### DIRECTIONS FOR THIS TASK
Find every line in the rows below that contains the word "baby" and copy each of those lines in full.

### ENTRIES

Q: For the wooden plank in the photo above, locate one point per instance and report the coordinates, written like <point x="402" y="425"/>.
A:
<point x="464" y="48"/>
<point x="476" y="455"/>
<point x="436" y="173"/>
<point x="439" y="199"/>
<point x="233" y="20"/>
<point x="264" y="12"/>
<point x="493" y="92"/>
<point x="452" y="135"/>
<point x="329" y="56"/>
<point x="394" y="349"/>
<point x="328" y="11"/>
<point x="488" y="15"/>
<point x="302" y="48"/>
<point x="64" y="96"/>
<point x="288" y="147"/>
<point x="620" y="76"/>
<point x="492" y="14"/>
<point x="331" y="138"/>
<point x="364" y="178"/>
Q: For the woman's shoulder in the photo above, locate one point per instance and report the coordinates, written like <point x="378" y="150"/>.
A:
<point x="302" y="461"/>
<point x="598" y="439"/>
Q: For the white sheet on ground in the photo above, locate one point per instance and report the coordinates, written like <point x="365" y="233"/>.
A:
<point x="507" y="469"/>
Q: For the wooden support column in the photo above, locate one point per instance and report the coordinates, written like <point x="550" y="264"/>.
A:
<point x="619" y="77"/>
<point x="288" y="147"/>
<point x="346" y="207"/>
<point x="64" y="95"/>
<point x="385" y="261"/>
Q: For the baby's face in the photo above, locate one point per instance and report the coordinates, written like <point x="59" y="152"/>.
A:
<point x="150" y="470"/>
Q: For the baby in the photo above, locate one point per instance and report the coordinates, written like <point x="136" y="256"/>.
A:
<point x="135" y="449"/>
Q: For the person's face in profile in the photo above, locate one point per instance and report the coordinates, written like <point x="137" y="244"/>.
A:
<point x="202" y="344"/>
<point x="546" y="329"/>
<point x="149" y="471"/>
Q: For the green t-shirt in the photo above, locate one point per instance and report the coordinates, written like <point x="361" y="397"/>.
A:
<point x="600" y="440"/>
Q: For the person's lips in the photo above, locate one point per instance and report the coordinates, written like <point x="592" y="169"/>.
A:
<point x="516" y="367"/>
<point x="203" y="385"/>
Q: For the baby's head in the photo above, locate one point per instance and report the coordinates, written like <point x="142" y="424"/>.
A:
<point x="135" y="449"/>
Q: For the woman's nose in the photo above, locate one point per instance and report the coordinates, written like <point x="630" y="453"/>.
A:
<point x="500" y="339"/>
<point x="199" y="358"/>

* * *

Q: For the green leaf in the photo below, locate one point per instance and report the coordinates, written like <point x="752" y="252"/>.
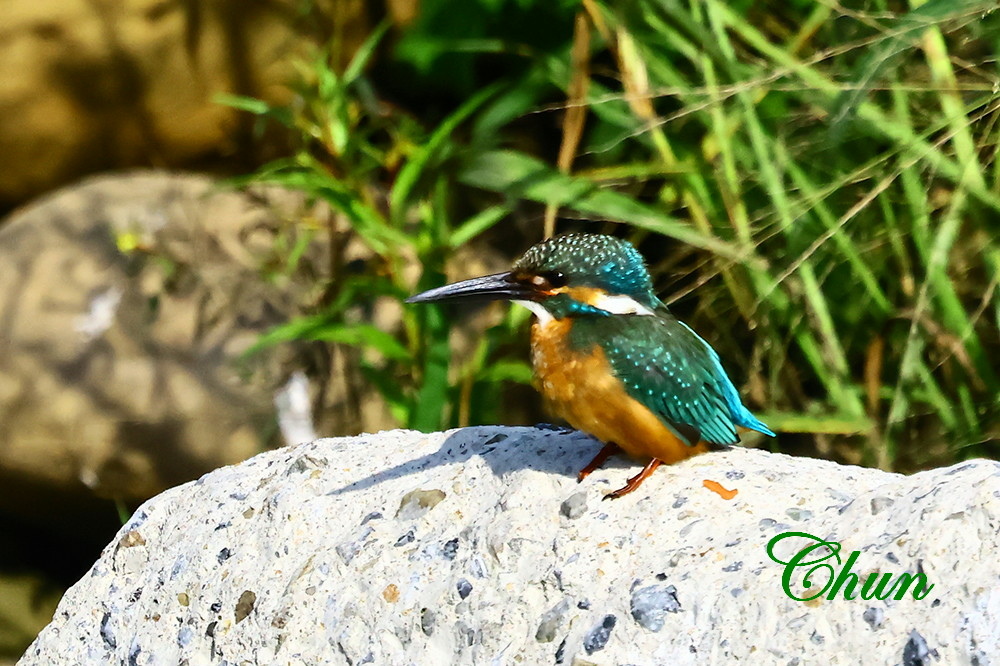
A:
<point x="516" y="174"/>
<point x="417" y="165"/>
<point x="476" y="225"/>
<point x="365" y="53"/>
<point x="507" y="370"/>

---

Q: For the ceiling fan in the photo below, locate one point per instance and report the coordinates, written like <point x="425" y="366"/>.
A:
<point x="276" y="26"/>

### EXERCISE RESULT
Q: For the baby's face in the photo above, locate one point per instance and report the coordinates, written like <point x="59" y="152"/>.
Q: For the baby in the photo above, locate one point per instance and report the coordinates, written like <point x="136" y="256"/>.
Q: For the baby's head in the photo above, locate one point per instance and report the coordinates, written like <point x="142" y="424"/>.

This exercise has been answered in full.